### WHAT THE TASK ASKS:
In the material below, tally the lines that include the string "cloud", then write down only the total.

─── RECORDS FOR THIS EXERCISE

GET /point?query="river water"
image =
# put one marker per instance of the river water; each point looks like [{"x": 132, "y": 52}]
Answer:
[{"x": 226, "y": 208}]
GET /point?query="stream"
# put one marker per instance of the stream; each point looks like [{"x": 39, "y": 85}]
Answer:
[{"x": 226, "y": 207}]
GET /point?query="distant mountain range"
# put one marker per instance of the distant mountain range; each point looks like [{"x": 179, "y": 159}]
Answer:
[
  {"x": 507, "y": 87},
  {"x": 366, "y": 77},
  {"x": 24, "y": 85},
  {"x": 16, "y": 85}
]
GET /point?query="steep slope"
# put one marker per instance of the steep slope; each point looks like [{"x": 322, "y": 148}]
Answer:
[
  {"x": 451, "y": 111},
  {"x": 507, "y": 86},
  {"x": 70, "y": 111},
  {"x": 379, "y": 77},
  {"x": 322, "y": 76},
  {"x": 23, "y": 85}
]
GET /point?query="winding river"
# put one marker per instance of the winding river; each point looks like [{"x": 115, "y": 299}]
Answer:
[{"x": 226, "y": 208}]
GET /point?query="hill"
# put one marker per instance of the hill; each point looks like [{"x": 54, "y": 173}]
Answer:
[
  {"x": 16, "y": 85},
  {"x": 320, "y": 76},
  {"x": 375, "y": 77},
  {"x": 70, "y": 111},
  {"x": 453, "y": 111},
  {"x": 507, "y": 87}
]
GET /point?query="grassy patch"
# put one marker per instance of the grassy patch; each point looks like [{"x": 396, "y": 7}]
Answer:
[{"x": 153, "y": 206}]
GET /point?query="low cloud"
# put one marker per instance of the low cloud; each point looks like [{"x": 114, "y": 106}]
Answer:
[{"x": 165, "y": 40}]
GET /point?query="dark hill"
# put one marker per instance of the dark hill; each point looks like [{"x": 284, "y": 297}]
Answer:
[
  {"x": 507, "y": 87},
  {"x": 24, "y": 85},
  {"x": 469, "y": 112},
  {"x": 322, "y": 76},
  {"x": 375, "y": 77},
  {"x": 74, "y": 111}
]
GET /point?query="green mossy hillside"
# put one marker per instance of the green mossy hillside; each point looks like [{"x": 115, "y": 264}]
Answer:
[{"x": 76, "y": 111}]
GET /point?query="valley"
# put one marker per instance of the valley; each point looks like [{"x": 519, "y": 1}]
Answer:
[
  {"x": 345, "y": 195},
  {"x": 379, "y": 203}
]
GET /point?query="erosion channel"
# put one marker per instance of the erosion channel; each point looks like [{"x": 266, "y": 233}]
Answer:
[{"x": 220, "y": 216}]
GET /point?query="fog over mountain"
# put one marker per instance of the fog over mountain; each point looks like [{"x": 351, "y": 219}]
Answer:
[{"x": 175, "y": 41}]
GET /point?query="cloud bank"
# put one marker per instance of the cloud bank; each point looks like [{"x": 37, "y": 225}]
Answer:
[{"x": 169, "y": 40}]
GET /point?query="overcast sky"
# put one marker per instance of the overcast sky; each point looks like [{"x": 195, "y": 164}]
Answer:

──────

### EXERCISE RESULT:
4